TO DO:
Every line below from the one containing "occurrence of sidewalk" through the one containing "occurrence of board" must be transcribed exactly. Omit all lines outside that stretch.

LISTED ENTRIES:
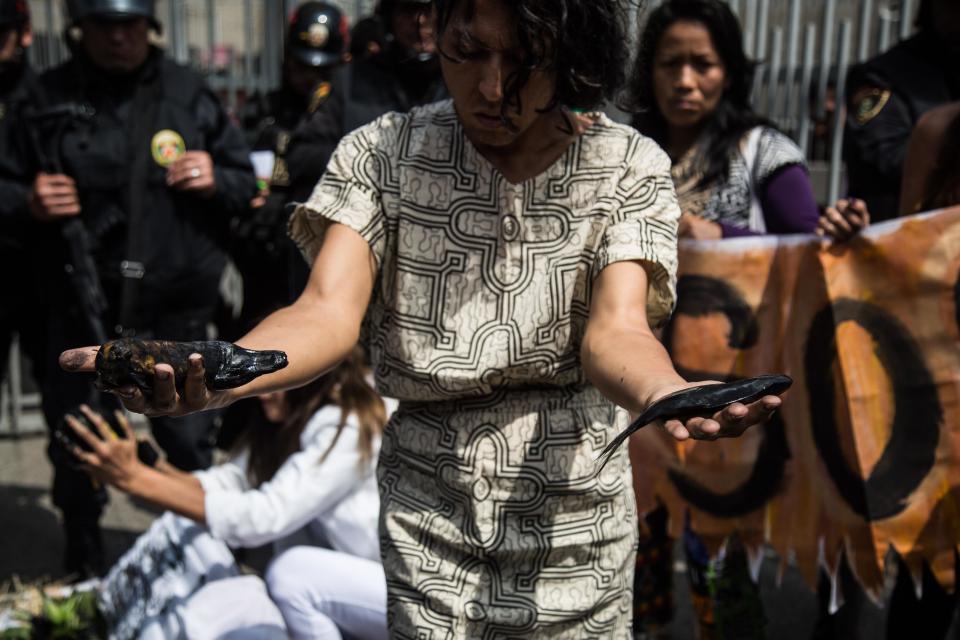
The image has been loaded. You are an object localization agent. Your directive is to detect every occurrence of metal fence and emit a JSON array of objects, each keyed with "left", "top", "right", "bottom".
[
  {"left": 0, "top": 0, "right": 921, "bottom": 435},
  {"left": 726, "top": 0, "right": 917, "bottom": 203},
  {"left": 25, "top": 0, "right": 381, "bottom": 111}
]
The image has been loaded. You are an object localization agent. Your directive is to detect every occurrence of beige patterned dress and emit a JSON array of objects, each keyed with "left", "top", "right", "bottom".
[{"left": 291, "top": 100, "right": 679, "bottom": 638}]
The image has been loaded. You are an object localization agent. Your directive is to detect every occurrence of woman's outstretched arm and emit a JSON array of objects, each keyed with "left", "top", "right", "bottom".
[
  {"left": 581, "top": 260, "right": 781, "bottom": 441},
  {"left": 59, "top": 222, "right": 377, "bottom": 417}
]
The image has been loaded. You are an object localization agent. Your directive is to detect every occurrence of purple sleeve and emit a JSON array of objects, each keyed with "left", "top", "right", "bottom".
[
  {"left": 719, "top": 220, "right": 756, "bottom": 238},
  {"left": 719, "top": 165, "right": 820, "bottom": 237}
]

...

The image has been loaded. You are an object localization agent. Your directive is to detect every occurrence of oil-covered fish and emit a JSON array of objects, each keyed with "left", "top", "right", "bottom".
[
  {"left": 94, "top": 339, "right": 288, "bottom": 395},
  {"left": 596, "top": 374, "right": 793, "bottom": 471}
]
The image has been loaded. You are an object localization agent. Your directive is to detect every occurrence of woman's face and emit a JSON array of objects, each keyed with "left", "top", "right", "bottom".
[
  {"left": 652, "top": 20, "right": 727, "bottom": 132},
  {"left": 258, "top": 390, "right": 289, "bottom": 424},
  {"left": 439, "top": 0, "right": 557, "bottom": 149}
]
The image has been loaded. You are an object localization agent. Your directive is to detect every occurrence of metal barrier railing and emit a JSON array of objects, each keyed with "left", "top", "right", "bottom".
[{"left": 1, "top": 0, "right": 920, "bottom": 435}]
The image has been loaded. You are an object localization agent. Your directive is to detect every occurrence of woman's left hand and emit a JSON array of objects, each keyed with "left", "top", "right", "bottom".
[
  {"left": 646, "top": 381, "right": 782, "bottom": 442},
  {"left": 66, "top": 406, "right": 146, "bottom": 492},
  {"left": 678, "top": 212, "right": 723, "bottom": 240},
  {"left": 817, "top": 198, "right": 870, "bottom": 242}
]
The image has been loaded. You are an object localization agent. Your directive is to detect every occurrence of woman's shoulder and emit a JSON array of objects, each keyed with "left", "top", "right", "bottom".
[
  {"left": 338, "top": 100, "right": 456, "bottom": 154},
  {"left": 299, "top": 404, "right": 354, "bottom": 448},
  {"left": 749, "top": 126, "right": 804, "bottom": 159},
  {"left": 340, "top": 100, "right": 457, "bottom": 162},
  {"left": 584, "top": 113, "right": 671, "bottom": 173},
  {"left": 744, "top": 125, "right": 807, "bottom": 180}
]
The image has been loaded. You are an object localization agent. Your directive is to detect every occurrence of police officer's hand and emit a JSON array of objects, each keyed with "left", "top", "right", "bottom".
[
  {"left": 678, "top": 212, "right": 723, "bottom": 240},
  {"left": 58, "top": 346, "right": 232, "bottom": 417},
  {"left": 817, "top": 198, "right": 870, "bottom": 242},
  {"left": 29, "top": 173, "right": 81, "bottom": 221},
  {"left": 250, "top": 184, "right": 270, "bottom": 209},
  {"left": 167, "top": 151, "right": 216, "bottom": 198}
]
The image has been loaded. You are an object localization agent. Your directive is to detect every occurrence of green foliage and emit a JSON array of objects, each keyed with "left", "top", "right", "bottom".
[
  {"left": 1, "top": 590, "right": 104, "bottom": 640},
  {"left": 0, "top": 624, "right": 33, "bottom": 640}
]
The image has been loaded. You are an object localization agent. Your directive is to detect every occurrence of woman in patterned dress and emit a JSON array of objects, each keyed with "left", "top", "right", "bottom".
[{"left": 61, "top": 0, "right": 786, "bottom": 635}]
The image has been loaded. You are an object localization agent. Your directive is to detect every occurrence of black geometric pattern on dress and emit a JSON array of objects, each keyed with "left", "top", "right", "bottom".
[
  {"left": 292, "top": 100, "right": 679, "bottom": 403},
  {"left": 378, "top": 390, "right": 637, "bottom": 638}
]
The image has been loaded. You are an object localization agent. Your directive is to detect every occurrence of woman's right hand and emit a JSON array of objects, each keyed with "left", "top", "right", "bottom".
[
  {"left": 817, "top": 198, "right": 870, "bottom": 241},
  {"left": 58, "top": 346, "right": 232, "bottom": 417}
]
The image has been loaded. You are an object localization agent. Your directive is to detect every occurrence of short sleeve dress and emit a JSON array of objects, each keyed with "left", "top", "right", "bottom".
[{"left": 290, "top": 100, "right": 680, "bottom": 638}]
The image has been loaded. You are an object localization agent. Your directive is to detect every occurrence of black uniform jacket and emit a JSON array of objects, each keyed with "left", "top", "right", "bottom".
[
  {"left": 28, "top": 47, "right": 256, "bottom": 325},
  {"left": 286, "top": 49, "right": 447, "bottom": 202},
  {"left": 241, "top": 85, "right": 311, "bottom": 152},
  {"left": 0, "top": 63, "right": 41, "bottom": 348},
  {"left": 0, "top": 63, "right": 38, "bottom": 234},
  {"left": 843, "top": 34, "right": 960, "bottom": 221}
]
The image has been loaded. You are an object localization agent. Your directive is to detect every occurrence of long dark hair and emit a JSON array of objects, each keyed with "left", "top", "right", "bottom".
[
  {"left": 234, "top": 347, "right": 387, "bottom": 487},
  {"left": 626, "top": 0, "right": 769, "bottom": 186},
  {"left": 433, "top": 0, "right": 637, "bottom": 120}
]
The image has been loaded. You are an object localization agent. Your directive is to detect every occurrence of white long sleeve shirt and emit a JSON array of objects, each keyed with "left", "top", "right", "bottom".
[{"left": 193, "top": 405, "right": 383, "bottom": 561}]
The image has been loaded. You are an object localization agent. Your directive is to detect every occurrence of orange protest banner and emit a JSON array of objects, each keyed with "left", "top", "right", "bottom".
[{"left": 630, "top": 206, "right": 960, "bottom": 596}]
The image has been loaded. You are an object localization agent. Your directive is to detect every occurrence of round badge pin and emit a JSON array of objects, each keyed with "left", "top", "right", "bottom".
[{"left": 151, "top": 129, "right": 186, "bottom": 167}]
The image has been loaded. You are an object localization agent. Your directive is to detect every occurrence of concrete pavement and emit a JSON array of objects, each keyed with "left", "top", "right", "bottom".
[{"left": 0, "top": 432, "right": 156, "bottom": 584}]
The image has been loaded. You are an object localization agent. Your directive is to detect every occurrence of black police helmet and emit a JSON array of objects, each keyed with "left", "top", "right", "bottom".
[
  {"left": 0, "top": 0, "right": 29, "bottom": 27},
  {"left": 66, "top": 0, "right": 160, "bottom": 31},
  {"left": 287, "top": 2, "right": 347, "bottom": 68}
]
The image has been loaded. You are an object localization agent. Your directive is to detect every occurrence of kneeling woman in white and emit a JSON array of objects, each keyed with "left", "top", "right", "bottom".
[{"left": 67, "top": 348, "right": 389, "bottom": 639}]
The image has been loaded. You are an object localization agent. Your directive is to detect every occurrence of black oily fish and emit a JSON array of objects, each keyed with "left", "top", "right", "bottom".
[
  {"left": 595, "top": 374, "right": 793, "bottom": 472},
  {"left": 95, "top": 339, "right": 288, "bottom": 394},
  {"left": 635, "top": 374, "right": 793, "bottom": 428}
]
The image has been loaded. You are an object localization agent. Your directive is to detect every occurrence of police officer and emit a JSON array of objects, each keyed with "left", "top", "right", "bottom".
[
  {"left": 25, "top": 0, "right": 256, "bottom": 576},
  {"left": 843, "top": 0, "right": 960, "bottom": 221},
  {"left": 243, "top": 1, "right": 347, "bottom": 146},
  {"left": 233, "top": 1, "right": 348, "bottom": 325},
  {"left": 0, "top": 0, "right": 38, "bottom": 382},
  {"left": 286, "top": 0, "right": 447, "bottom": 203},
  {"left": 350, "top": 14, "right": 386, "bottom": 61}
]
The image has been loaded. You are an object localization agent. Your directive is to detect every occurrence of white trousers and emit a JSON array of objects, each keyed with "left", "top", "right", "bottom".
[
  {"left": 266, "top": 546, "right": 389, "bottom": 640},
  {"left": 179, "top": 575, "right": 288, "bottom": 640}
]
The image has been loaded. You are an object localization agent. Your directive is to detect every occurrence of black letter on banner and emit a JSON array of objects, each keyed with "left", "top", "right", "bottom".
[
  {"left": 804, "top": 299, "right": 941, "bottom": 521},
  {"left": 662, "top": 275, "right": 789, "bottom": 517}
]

--

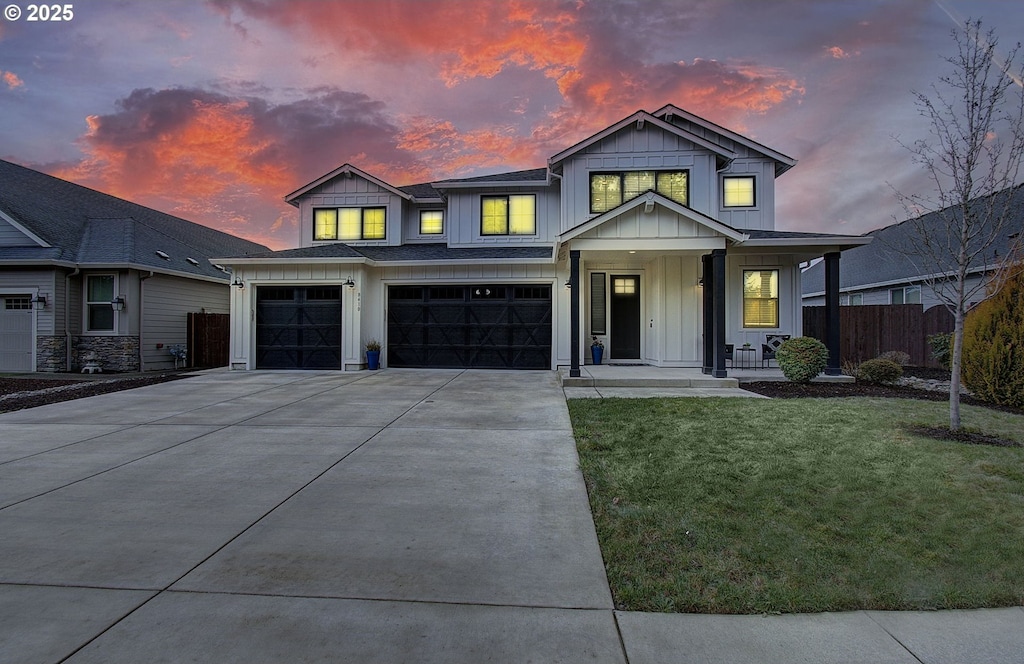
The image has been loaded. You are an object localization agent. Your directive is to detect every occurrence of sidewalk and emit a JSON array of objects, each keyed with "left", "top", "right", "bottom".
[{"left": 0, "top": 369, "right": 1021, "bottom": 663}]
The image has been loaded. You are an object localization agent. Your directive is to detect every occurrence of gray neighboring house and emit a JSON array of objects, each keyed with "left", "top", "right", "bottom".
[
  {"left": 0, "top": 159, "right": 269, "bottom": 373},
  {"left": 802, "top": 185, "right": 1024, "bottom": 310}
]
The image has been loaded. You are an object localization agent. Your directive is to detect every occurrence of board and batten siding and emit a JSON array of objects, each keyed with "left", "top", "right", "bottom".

RESULT FOR THIS EXERCISE:
The image has been loaded. You are an object localization agent. Your directive is to detect every occurrence of sidewalk and emit a JSON array of objects, each keyed with "left", "top", "right", "bottom".
[{"left": 0, "top": 369, "right": 1021, "bottom": 663}]
The image has been loaded. You are an object localization agent. Your directive is to detect every occurrence of gray neighboring house and emit a JSON array of objects, each keyed with "left", "top", "right", "bottom".
[
  {"left": 0, "top": 159, "right": 269, "bottom": 373},
  {"left": 802, "top": 185, "right": 1024, "bottom": 310}
]
The image has been loaded. You are an object localization agent. Your directive is to detect every occurrence of board and batten siding and emit a JSON array of objects, each keyed with "left", "top", "right", "bottom".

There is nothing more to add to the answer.